Ecumenical Prayer Cycle

giovedì 31 marzo 2022

Disarmiamoci


 

 
Ho letto con interesse e coinvolgimento il recente articolo di Vito Mancuso del 29 marzo sul suo sito, dal titolo “Sulle armi e la loro necessità”. Vorrei evidenziare quelli che ritengo limiti e contraddizioni del ragionamento sviluppato da Mancuso.
Innanzitutto, pur parlando di armi, sarebbe bene “disarmare” il linguaggio: davvero ci siamo messi tutti ad “armare la propria” mente? Davvero ci informiamo solo per “acquisire munizioni cognitive per bombardare con le nostre parole le postazioni avversari”? Abbiamo visto con la pandemia come sia facile – ma anche pericoloso e controproducente – fare ricorso al linguaggio della guerra anziché a quello della cura: non mi pare fecondo utilizzarlo anche per un serio dibattito pubblico. Non si rischia in questo modo di ergere a paradigma la logica del “discorso di odio”? Inoltre mi pare si venga così a creare un cortocircuito con la conclusione del ragionamento di Mancuso: come ipotizzare “un investimento [dei governi] ancora più importante riservando all’educazione della coscienza il doppio di quanto investono per le armi”, se ogni acquisizione di nozioni – presupposto per un’educazione della coscienza – è vista come incetta di “munizioni cognitive per bombardare”?
+===+
→ **COMPITO 1**
Elenca tutte le espressioni riportate tra virgolette nel testo sul disarmo del linguaggio.
→ **COMPITO 2**
Modifica il testo sul disarmo del linguaggio da "Ecumenical Prayer Cycle" a "sviluppato da Mancuso.", mettendo "attenzione" al posto di "interesse".
→ **COMPITO 3**
Prosegui il testo sul disarmo del linguaggio a partire dalla sua ultima frase.
+===+
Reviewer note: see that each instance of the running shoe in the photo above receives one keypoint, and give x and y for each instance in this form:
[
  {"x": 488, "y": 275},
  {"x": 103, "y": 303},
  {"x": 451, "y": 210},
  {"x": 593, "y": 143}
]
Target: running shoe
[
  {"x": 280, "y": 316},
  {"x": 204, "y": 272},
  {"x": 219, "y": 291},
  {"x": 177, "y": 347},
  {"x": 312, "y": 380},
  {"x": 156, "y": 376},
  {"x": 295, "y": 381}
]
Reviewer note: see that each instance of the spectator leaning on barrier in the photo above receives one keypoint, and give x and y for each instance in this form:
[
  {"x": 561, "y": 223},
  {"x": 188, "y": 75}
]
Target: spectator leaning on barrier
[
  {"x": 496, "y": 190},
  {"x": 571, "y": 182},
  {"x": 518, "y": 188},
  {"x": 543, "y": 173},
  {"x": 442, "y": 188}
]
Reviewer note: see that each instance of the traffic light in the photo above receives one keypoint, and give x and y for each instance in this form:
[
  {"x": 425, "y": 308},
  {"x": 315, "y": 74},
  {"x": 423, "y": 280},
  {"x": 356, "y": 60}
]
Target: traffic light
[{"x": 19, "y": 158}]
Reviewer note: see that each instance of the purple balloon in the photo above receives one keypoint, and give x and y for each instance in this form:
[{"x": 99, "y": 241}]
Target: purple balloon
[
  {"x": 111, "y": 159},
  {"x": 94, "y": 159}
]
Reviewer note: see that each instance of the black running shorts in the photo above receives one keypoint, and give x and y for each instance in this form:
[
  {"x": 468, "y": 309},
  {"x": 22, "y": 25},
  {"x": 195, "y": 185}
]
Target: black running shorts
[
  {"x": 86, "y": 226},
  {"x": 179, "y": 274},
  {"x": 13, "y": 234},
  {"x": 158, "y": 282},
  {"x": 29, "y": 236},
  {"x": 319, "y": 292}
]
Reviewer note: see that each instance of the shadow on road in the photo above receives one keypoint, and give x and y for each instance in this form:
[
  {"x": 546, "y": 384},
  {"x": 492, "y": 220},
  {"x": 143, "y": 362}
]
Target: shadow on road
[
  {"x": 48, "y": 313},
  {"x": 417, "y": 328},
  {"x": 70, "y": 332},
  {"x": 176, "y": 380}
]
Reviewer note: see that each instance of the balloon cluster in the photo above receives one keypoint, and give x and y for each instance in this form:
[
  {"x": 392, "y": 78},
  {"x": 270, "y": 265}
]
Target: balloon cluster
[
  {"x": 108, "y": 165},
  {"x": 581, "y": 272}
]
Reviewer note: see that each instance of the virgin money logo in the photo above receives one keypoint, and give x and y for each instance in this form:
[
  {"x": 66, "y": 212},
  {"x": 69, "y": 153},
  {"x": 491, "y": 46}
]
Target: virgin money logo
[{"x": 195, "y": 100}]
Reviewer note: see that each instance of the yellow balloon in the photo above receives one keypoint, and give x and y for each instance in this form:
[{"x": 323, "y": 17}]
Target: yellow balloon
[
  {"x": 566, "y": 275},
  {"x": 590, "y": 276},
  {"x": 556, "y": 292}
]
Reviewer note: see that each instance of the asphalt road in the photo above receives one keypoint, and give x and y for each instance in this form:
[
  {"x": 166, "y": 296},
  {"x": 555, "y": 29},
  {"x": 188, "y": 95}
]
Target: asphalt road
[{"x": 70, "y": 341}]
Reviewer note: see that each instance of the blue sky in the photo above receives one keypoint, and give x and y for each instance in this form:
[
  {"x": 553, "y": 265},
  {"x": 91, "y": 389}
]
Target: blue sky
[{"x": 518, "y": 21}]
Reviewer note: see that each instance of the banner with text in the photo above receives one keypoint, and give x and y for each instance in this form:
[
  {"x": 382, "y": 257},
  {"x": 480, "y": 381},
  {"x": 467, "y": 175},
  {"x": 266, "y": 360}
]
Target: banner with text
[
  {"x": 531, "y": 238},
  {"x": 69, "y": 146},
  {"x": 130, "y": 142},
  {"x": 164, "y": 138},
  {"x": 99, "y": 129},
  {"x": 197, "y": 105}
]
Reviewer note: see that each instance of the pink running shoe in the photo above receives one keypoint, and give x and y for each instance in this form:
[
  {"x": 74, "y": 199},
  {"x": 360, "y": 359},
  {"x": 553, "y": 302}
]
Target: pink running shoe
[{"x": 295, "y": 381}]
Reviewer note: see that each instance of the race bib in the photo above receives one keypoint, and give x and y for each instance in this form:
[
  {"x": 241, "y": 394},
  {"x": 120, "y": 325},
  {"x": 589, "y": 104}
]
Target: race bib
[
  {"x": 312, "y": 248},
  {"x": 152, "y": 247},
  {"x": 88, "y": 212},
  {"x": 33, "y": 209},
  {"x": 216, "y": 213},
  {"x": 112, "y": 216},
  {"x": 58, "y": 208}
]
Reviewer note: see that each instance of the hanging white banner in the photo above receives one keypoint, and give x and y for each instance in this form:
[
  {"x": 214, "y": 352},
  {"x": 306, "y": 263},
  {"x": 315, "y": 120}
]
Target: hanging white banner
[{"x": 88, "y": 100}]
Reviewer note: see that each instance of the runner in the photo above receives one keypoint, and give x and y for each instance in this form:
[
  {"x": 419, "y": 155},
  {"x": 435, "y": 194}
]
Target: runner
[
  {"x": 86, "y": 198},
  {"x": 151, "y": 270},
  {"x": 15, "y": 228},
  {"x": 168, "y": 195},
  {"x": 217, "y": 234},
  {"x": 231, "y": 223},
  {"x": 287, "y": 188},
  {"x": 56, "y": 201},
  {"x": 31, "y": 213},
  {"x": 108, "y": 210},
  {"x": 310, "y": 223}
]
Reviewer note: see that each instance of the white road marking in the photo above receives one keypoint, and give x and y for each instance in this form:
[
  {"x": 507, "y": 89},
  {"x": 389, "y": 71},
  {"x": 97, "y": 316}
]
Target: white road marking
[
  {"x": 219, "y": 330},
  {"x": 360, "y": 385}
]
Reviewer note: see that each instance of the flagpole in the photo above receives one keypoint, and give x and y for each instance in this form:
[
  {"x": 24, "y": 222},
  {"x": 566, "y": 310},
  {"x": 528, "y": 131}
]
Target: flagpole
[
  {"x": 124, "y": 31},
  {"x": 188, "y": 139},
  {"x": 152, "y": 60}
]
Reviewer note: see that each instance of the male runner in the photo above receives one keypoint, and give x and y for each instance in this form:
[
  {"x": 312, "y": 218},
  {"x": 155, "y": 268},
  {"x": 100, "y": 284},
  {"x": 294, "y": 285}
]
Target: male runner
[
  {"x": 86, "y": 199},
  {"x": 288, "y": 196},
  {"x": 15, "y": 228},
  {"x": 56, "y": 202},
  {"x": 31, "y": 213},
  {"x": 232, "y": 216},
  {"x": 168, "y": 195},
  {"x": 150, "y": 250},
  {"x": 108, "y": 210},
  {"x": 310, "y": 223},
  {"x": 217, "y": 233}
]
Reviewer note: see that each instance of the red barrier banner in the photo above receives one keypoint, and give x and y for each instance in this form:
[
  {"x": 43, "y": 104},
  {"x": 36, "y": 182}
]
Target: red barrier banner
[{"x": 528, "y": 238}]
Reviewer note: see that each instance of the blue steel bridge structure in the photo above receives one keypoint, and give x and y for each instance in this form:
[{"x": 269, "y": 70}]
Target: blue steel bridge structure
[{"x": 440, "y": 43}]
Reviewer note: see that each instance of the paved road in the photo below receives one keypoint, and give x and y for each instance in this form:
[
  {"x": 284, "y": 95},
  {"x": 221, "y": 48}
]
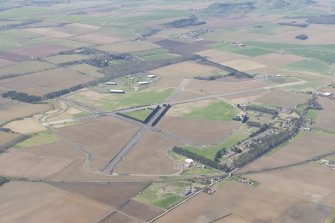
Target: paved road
[{"x": 180, "y": 88}]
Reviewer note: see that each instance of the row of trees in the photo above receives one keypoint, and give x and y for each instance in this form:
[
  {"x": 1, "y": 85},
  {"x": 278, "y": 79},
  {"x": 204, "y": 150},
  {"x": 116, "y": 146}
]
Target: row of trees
[
  {"x": 19, "y": 96},
  {"x": 201, "y": 159},
  {"x": 262, "y": 109},
  {"x": 268, "y": 142}
]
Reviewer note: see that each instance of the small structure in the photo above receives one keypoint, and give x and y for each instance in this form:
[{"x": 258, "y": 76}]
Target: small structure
[
  {"x": 151, "y": 76},
  {"x": 111, "y": 83},
  {"x": 189, "y": 161},
  {"x": 143, "y": 82},
  {"x": 114, "y": 91}
]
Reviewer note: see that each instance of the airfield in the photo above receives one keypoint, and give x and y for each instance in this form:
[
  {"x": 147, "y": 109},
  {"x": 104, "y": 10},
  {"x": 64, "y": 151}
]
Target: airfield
[{"x": 98, "y": 96}]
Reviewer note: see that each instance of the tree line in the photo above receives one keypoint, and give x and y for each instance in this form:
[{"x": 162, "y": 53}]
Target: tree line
[{"x": 201, "y": 159}]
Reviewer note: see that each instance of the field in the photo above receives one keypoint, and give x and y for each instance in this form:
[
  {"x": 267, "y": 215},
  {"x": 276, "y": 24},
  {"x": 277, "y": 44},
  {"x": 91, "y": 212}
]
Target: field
[
  {"x": 139, "y": 114},
  {"x": 7, "y": 137},
  {"x": 279, "y": 98},
  {"x": 25, "y": 68},
  {"x": 44, "y": 82},
  {"x": 149, "y": 153},
  {"x": 205, "y": 110},
  {"x": 313, "y": 66},
  {"x": 223, "y": 86},
  {"x": 21, "y": 110},
  {"x": 66, "y": 52},
  {"x": 325, "y": 118},
  {"x": 25, "y": 126},
  {"x": 163, "y": 195},
  {"x": 26, "y": 164},
  {"x": 112, "y": 194},
  {"x": 59, "y": 59},
  {"x": 304, "y": 147},
  {"x": 103, "y": 137},
  {"x": 201, "y": 132},
  {"x": 128, "y": 47},
  {"x": 111, "y": 102},
  {"x": 248, "y": 203},
  {"x": 88, "y": 70},
  {"x": 186, "y": 69},
  {"x": 41, "y": 50},
  {"x": 37, "y": 139},
  {"x": 32, "y": 202}
]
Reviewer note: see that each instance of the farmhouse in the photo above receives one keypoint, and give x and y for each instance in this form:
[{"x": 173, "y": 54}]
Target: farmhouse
[{"x": 113, "y": 91}]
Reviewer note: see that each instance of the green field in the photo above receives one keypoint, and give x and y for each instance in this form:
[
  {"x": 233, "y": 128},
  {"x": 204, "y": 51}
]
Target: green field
[
  {"x": 140, "y": 115},
  {"x": 158, "y": 196},
  {"x": 112, "y": 102},
  {"x": 211, "y": 151},
  {"x": 25, "y": 68},
  {"x": 314, "y": 66},
  {"x": 155, "y": 54},
  {"x": 37, "y": 139},
  {"x": 59, "y": 59},
  {"x": 216, "y": 110},
  {"x": 253, "y": 52}
]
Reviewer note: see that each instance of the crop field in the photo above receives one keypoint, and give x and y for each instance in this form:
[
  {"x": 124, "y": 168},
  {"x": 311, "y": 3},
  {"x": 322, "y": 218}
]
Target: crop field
[
  {"x": 112, "y": 194},
  {"x": 201, "y": 132},
  {"x": 205, "y": 110},
  {"x": 313, "y": 66},
  {"x": 76, "y": 52},
  {"x": 186, "y": 69},
  {"x": 139, "y": 114},
  {"x": 209, "y": 152},
  {"x": 140, "y": 211},
  {"x": 25, "y": 68},
  {"x": 103, "y": 137},
  {"x": 44, "y": 82},
  {"x": 98, "y": 38},
  {"x": 280, "y": 98},
  {"x": 326, "y": 117},
  {"x": 26, "y": 164},
  {"x": 41, "y": 50},
  {"x": 253, "y": 52},
  {"x": 21, "y": 110},
  {"x": 7, "y": 137},
  {"x": 223, "y": 86},
  {"x": 128, "y": 47},
  {"x": 25, "y": 126},
  {"x": 303, "y": 147},
  {"x": 32, "y": 202},
  {"x": 244, "y": 65},
  {"x": 111, "y": 102},
  {"x": 59, "y": 59},
  {"x": 149, "y": 153},
  {"x": 163, "y": 195},
  {"x": 37, "y": 139},
  {"x": 249, "y": 203},
  {"x": 88, "y": 70}
]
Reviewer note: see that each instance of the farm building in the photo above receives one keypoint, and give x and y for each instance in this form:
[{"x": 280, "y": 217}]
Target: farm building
[{"x": 113, "y": 91}]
+===+
→ **RISPOSTA 1**
- “Sulle armi e la loro necessità”
- “disarmare”
- “armare la propria”
- “acquisire munizioni cognitive per bombardare con le nostre parole le postazioni avversari”
- “discorso di odio”
- “un investimento [dei governi] ancora più importante riservando all’educazione della coscienza il doppio di quanto investono per le armi”
- “munizioni cognitive per bombardare”

→ **RISPOSTA 2**
Ecumenical Prayer Cycle

giovedì 31 marzo 2022

Disarmiamoci


 

 
Ho letto con attenzione e coinvolgimento il recente articolo di Vito Mancuso del 29 marzo sul suo sito, dal titolo “Sulle armi e la loro necessità”. Vorrei evidenziare quelli che ritengo limiti e contraddizioni del ragionamento sviluppato da Mancuso.

→ **RISPOSTA 3**
Personalmente, e non mi pare proprio di essere l’unico, leggo e mi informo per cercare di capire, sia gli eventi che le loro conseguenze sulle persone, sul loro modo di pensare e di agire; leggo e mi informo per mettere alla prova le mie convinzioni, per discernere cioè che maggiormente favorisce la pace giusta, la dignità di essere umano, la fratellanza universale.
Trovo fuorviante il riferimento a “l’insegnamento di Moro e di Campanella (e di molti altri che prefigurarono lo stato ideale, a partire da Platone)” per ribadire che perfino nel mondo dell’utopia le armi sono previste e necessarie in quanto “nello sforzo di ricercare la pace e l’armonia sopra ogni altra cosa non si può evitare di fare i conti con la realtà e con il male che essa purtroppo contiene, se si vuole essere responsabili”. Perché, invece di prendere esempi nel mondo immaginario, non ha citato persone che hanno fatto sì i conti con la realtà e con il male che contiene, ma lo hanno fatto molto realisticamente e in modo nonviolento? Non sembra a Mancuso che Gandhi o Martin Luther King o altri “nonviolenti attivi” avrebbero qualcosa da dire ancora oggi, forse ancor più, almeno su questo argomento, di Moro e Campanella? Così si terrebbe anche conto che le armi di cui parlavano Platone, Moro e Campanella non sono neanche lontanamente paragonabili non solo agli odierni ordigni nucleari ma neanche alle armi “convenzionali”.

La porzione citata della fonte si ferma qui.